PENTECOSTAL ASSEMBLIES OF GOD (K) v JOHN MALWENYI & OTHERS [2006] KEHC 2374 (KLR) | Arbitration Award Enforcement | Esheria

PENTECOSTAL ASSEMBLIES OF GOD (K) v JOHN MALWENYI & OTHERS [2006] KEHC 2374 (KLR)

Full Case Text

REPUBLIC OF KENYA

IN THE HIGH COURT OF KENYA AT KISUMU

CIVIL SUIT 29 OF 2005

PENTECOSTAL ASSEMBLIES OF GOD (K) suing through

JOHN JUMA ...............................................................................................PLAINTIFF

-VERSUS-

REV. JOHN MALWENYI & OTHERS .......................................................DEFENDANTS

Coram J. W. Mwera, Judge

Musiega for Defendants/Applicants

Aboge for Plaintiff/Respondent

Raymond CC.

R U L I N G

The defendants placed before this court a chamber summons dated 18/10/2002.  When Mr. Musiega rose to argue it, he abandoned provisions under Order 45 of Civil Procedure Rules and Section 3A Civil Procedure Act.  He concentrated on Sections 35, 37, of the Arbitration Act No. 4/95, the Act.  The prayers were that:-

i)  this court should not recognize and enforce an award of arbitration herein read on 28/9/2005.

ii)  the award should be set aside while the original dispute proceeds to hearing and determination.

The grounds listed in the application spoke of the award not stating the place and date (where and when) it was made and that this was contrary to the law.  That the award was not signed by all arbitrators and no reasons given for those omitted.  That the arbitral tribunal was not as per the agreement of the parties nor in accordance with the constitution of P.G.A - Kenya.  It was in the grounds and arguments that the arbitral proceedings were not in accordance with the Act and the applicants were not given a proper notice of the appointment of arbitrators or the proceedings themselves and that the applicants were under capacity.

Mr. Musiega relied on the supporting affidavit of one Rev. John Malweyi with annextures thereto.  The applicants, members/pastors of the P.A.G. Church got into conflict with the officials - the respondents.  This court advised them and they went for arbitration as per their church constitution.  An award followed.  It was read in court.  The applicants now want it set aside.

==============================

▶ [SET PROBLEM 1] Select every line of the records that contains the word "water", treating uppercase and lowercase as different.
The text and the records have no connection to each other.

▶ [RECORD SET]

==============================

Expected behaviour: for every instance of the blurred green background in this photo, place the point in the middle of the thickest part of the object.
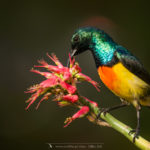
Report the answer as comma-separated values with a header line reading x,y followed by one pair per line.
x,y
29,30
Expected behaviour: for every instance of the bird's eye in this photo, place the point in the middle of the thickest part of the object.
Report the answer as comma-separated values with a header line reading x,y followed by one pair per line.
x,y
76,38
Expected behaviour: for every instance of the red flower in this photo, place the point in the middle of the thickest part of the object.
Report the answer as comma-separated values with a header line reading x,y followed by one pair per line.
x,y
60,82
82,112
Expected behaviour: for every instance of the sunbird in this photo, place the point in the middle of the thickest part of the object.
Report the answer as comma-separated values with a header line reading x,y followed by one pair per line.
x,y
117,67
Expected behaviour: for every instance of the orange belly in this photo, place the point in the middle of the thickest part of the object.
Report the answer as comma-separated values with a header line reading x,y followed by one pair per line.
x,y
122,82
108,76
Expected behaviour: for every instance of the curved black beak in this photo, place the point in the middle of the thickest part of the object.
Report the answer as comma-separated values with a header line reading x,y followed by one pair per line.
x,y
73,53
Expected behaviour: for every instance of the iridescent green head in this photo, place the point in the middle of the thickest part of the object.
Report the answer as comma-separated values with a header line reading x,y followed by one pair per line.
x,y
95,40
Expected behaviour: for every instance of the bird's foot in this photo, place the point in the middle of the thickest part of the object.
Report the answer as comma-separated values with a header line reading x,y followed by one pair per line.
x,y
136,134
104,111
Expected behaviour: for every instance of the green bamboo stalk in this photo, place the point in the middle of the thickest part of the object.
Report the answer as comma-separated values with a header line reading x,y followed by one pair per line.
x,y
122,128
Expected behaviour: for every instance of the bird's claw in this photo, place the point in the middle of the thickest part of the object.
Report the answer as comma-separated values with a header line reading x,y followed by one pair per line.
x,y
102,110
136,134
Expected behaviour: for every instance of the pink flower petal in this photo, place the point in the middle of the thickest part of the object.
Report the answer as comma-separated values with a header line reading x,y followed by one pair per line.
x,y
82,112
52,81
86,78
92,102
45,74
71,98
70,88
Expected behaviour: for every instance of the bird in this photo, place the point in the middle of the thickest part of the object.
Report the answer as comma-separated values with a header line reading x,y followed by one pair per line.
x,y
121,71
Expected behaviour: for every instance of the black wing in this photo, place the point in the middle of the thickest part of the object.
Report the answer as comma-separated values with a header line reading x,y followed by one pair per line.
x,y
132,63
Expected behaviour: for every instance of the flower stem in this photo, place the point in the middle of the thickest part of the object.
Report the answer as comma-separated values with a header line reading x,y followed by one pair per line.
x,y
122,128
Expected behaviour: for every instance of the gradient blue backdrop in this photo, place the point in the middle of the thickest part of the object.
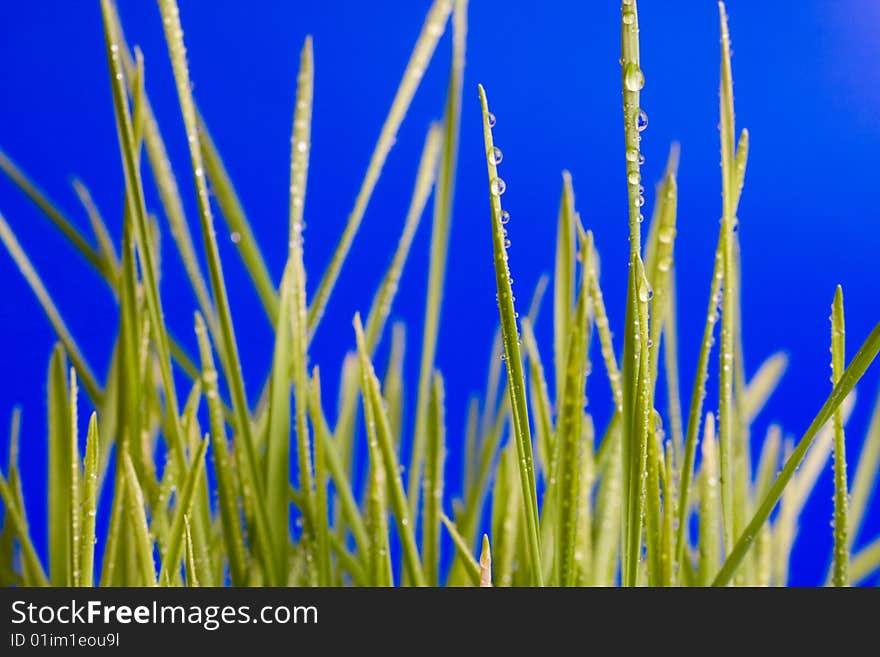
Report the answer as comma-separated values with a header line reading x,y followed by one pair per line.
x,y
806,87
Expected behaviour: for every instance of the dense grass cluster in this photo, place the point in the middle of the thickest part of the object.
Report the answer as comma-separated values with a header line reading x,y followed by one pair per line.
x,y
618,503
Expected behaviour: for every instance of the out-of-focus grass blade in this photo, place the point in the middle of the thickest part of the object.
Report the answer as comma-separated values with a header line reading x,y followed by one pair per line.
x,y
563,282
510,335
67,228
143,542
228,504
172,554
471,567
425,175
840,564
228,345
844,386
866,474
36,284
90,504
373,397
230,207
412,76
762,386
442,220
710,512
435,461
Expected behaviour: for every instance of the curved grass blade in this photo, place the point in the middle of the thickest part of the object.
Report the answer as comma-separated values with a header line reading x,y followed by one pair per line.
x,y
425,177
854,371
840,564
36,284
172,553
440,228
227,343
143,542
412,76
373,397
471,567
510,336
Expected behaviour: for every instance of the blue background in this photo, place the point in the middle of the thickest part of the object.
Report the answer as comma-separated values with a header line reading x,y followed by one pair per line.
x,y
806,87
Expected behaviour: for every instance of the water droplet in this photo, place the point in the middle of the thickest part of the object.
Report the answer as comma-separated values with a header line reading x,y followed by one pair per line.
x,y
498,186
633,78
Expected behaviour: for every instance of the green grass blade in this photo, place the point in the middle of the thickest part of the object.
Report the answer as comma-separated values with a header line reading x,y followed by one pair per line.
x,y
840,567
230,207
442,220
373,397
471,567
143,542
425,176
563,282
513,360
36,284
321,520
844,386
228,345
866,474
172,553
228,504
90,504
726,411
412,76
434,470
710,512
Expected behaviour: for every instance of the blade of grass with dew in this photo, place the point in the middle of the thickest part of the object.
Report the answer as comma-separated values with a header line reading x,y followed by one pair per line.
x,y
228,344
471,567
725,407
441,222
299,165
568,453
379,551
36,284
851,375
99,228
387,290
510,335
239,227
710,513
90,504
563,282
866,475
65,225
163,175
372,396
74,494
140,531
228,504
392,384
435,461
840,562
172,554
422,52
485,563
321,519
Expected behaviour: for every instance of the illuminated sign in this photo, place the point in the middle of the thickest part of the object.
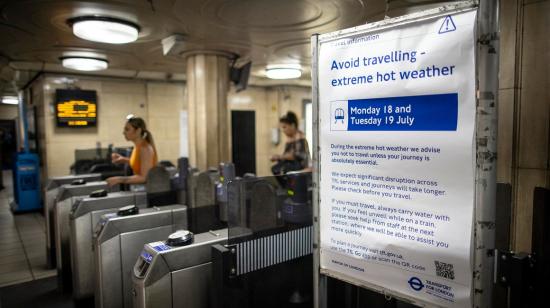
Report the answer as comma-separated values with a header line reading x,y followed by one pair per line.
x,y
76,108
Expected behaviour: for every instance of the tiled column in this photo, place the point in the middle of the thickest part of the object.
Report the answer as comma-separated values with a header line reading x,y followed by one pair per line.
x,y
524,109
207,87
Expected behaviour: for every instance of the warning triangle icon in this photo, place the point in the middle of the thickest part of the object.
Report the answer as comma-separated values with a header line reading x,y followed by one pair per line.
x,y
448,25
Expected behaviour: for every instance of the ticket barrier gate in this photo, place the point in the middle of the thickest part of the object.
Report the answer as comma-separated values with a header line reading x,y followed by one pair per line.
x,y
118,240
84,216
273,265
61,209
227,174
201,188
51,192
168,275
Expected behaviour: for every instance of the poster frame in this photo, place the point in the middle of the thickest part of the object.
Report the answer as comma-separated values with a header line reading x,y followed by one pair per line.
x,y
483,233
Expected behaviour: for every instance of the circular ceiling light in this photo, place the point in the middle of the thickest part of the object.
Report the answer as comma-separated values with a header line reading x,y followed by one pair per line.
x,y
84,64
283,71
104,29
11,100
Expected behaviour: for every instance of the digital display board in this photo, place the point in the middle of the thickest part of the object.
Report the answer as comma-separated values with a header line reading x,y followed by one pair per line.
x,y
76,108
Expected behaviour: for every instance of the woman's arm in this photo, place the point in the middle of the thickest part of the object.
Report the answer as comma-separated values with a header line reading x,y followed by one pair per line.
x,y
146,156
119,159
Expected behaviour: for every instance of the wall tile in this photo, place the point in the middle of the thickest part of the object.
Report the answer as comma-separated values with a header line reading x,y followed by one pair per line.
x,y
528,179
507,18
505,139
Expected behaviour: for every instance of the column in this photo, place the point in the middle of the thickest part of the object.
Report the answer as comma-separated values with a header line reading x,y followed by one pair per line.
x,y
207,87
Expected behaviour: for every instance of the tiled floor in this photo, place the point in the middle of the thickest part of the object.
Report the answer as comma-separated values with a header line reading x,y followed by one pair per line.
x,y
22,242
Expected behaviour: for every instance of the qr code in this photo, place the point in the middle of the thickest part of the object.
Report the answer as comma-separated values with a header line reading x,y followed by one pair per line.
x,y
445,270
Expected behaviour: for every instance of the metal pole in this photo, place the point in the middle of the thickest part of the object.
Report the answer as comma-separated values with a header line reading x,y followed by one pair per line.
x,y
486,141
319,285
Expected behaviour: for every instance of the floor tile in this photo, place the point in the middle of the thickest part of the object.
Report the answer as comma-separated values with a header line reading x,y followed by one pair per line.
x,y
9,278
12,245
12,252
14,266
11,259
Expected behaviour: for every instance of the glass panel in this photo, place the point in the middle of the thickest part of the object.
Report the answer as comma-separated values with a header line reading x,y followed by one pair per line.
x,y
270,239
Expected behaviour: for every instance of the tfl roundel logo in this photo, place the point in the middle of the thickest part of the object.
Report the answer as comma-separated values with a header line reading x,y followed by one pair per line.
x,y
416,284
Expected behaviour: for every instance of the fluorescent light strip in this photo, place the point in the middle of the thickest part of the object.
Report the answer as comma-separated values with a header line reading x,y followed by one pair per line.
x,y
283,71
84,64
105,30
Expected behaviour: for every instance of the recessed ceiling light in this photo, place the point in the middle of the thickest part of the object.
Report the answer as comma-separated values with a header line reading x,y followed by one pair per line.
x,y
84,64
283,71
12,100
104,29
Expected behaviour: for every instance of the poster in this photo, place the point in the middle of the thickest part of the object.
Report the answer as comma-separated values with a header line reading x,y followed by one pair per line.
x,y
397,157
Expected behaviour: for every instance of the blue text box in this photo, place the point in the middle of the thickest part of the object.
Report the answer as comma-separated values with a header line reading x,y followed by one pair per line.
x,y
435,112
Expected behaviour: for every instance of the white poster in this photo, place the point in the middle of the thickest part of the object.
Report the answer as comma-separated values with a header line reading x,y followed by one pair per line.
x,y
397,158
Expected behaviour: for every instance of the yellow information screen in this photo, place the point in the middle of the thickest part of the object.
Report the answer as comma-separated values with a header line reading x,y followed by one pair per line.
x,y
76,108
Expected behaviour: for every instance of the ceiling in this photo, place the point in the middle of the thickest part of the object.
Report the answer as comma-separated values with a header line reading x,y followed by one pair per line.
x,y
35,33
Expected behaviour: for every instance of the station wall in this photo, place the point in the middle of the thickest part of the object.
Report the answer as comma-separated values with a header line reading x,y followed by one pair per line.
x,y
8,112
159,103
524,109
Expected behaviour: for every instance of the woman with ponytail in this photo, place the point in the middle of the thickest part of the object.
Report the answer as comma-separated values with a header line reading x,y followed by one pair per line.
x,y
144,154
296,156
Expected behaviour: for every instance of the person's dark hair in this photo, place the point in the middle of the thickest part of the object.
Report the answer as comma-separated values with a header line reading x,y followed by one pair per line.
x,y
289,118
136,123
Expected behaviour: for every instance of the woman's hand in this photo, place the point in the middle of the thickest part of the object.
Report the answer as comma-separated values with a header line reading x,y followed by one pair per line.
x,y
114,180
117,158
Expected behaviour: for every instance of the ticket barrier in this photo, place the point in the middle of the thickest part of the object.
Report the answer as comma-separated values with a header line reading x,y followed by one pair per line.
x,y
118,240
84,216
272,266
66,198
201,188
176,272
227,174
51,192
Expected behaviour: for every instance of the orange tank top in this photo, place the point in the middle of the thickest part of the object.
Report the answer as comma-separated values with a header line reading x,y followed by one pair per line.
x,y
135,158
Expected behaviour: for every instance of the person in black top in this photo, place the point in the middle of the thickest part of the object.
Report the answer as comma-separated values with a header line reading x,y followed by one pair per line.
x,y
296,154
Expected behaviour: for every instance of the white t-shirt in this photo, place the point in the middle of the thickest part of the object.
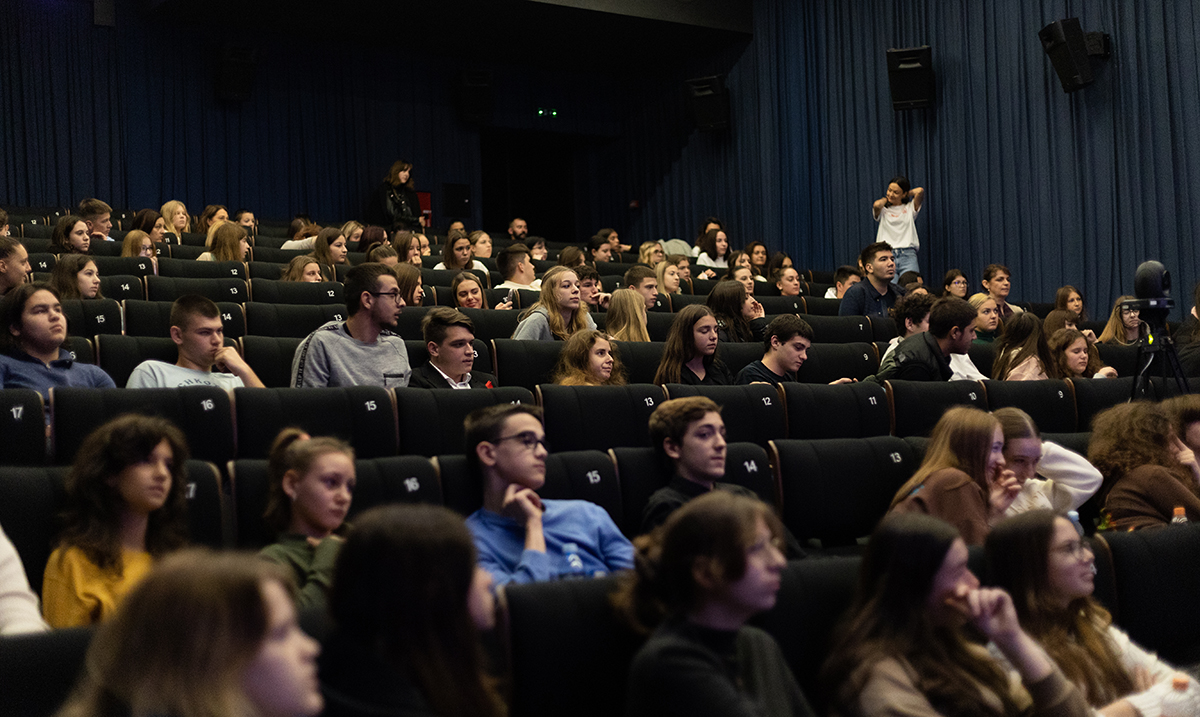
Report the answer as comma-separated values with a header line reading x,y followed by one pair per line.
x,y
160,374
898,226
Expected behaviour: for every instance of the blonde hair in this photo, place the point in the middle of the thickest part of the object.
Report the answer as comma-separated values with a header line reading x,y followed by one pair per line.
x,y
960,440
625,319
549,302
168,214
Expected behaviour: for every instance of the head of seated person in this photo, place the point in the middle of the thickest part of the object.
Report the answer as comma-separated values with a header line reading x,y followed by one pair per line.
x,y
241,634
76,276
589,359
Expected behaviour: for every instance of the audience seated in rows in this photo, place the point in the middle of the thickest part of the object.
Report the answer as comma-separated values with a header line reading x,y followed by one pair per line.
x,y
361,350
311,488
197,330
520,536
31,354
589,359
449,336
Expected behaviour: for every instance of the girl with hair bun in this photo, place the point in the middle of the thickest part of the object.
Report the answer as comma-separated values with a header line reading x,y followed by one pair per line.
x,y
311,486
125,510
697,579
408,604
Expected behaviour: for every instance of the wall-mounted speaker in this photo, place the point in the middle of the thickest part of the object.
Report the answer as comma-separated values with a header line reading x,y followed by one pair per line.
x,y
709,102
911,77
1067,48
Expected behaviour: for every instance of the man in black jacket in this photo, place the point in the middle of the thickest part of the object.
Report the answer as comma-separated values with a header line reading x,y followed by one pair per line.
x,y
925,356
448,336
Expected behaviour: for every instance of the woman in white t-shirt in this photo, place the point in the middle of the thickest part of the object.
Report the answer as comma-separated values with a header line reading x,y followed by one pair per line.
x,y
897,214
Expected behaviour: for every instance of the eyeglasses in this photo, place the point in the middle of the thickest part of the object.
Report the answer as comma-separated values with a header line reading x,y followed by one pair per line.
x,y
1077,549
527,439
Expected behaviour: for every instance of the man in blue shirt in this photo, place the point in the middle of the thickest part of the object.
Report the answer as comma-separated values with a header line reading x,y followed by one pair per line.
x,y
31,343
521,537
876,295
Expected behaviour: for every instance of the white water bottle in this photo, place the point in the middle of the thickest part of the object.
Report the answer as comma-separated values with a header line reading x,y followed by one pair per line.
x,y
1182,700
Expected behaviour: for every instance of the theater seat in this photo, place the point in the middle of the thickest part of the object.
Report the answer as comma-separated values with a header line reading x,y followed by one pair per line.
x,y
1156,589
918,405
753,414
378,481
270,357
525,362
641,359
839,330
33,499
39,670
153,318
829,362
1093,396
191,269
363,416
835,490
23,426
582,417
641,474
849,410
91,315
295,320
546,622
202,413
431,420
1050,403
160,288
319,293
123,287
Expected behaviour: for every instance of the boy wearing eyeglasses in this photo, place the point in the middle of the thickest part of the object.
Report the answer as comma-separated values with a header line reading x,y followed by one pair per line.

==============================

▶ [SET PROBLEM 2] Name each statutory provision that the ruling mentions, including any that were later abandoned.

▶ [TASK OUTPUT 1]
Expected behaviour: for every instance of the water droplet in this photo, place the point in the middle of the thickest part of the object.
Expected behaviour: for every instance of the white water bottle in this photo, place the point in the middle of the thickest part of the object.

▶ [TASK OUTPUT 2]
- Order 45 of the Civil Procedure Rules
- Section 3A of the Civil Procedure Act
- Section 35 of the Arbitration Act No. 4/95
- Section 37 of the Arbitration Act No. 4/95